▶ [Source text]
• • • •

# Glue for head badge



## rpiontek (Apr 21, 2004)

Hello! I'm at the last step for my first frame. After trying some tests with 3M sticky tape and not being happy with it, and deciding against screws I would like to glue the head badge on. Any suggestions? I have something here called Polyseamseal Outdoor Clear Sealant which is flexible that I'm inclined to use, but I'm not sure. Thanks for your thoughts!


----------



## adarn (Aug 11, 2009)

Well, I've glued the badges on all 6 of my bikes on with some good ole' JB quick. They haven't fallen off yet...


----------



## Clockwork Bikes (Jun 17, 2006)

People have used double-sided tape for automotive trim but I have not tried this.


----------



## TrailMaker (Sep 16, 2007)

Hey;

There are some trim tapes that will almost pull a door skin off before the molding lets go. Fusor makes a really good one, but don't get it wrong! Any good structural bonding adhesive should work, if you can keep it where you want it. Windshield urethane even, but it can be horrifically messy if you don't know the tricks.

I'm close behind you, and have not decided myself, yet!


----------



## TigWorld (Feb 8, 2010)

What 3m tape did you try?

You can try 3m VHb tape (type 5952). It is used as a structural double sided adhesive tape and holds the facades of a lot of newer buildings in place. It will provide a permanent bond with most types of powder coated paints, metal and glass. With the right surface prep, it has insane holding power.


----------



## rpiontek (Apr 21, 2004)

Thanks for the tips everyone! In the end I tried JB weld as it was also lying around here. It is stuck! But I goofed a bit, even though I was careful to mask around the badge with tape beforehand. Next time I think I will go with screws. I decided against them as I like the cleaner look without screws. But at least they are easy to do.

The 3M tape I tried was around 1mm thick and I didn't like the extra space between the badge and the tube. Maybe there is some thinner stuff but I wasn't motivated to go out searching. I also had trouble to get the badge to sit flat with the tape, though I didn't try too hard.

• • • •

▶ [Complete the following]
a – Reproduce the part of the head badge thread that begins at the words "There are some" and stops after the words "(Feb 8, 2010)".
b – Resume the head badge thread, writing on from its last sentence.
The data that comes next has no connection to the head badge thread.

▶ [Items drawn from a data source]
• • • •

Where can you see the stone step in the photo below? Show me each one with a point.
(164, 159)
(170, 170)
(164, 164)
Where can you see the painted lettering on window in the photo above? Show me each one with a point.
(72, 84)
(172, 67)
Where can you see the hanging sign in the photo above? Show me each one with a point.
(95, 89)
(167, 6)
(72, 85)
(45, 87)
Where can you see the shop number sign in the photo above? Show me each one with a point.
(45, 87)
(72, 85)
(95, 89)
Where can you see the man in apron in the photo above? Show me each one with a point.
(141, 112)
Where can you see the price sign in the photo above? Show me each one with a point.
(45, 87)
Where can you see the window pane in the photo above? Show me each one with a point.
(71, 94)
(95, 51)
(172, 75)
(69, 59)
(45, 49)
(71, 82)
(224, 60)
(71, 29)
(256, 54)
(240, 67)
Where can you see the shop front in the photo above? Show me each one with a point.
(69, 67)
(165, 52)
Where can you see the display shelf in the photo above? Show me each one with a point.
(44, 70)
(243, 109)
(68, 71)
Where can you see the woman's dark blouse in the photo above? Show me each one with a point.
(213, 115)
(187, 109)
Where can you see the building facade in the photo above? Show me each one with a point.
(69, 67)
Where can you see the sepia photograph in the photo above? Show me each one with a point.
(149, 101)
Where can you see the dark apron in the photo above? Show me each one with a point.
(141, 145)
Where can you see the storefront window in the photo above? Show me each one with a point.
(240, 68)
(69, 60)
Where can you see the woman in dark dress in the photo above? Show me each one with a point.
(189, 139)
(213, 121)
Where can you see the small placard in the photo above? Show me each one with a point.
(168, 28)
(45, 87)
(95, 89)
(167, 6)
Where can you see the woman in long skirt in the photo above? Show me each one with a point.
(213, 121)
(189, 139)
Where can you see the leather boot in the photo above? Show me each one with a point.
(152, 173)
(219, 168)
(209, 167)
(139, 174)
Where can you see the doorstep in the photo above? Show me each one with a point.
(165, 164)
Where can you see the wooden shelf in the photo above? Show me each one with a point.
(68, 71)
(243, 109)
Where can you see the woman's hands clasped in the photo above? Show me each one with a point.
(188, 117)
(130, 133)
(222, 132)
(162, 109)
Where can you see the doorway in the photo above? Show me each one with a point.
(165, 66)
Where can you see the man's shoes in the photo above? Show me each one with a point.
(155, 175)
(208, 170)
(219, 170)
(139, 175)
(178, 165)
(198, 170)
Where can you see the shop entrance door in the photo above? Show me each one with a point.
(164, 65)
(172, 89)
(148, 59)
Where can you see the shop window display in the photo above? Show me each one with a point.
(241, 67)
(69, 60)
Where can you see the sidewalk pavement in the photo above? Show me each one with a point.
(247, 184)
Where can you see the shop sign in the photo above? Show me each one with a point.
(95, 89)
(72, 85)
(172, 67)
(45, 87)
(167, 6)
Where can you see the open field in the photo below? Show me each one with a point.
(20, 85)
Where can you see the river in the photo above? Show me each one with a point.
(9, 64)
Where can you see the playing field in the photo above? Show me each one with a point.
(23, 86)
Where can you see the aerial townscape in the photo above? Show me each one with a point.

• • • •

▶ [Expected answers]
a –
There are some trim tapes that will almost pull a door skin off before the molding lets go. Fusor makes a really good one, but don't get it wrong! Any good structural bonding adhesive should work, if you can keep it where you want it. Windshield urethane even, but it can be horrifically messy if you don't know the tricks.

I'm close behind you, and have not decided myself, yet!


----------



## TigWorld (Feb 8, 2010)

b –
Another thing I'd be curious to hear about... I made a copper etched badge. It turned out nice, but in trying to clean up the JB weld I chipped off a small part of the clear coat I applied to protect it. This was good quality PPG clear coat, though it's not too surprising it doesn't stick well to bare metal. This makes me suspect that the lifetime of the badge will not be super long, and next time I'd just go with polished stainless which should be worry free. Any thoughts?


----------



## bikerjay (Sep 16, 2007)

4+ years and my silver badge is still safe and secure with 3M tape for auto trim from the auto part store. 3M VHB is good stuff it holds my go pro camera just fine. Its a titanium frame but the stuff sticks to nearly any clean surface. I would recommend cleaning with an isopropol alcohol prep swab. Also if you can find a way to clamp it down with a bit of force for 24 hours it will be that much more secure and strong. I would use 3M VHB tape again for another head badge. Its so strong, easy to apply and clean. I think its better than epoxy in some ways because it will flex quite a bit.


----------



## golden boy (Oct 29, 2008)

I bought a 6x12" sheet of nickel to make head badges, but I haven't settled on a design yet. I considered stainless but I read that it is much more difficult to cut.

Thanks for asking the question. I was considering riveting the head badge, but I think I'll try the 3M tape.


----------



## friz (Dec 2, 2012)

+1 on VHB. Make sure both surfaces are very clean. Final wipe with alcohol.


----------



## golden boy (Oct 29, 2008)

The auto parts store didn't have any 3M VHB tapes. The closest they had was 3615 "super strength molding tape" for automotive use. Is this "good enough?"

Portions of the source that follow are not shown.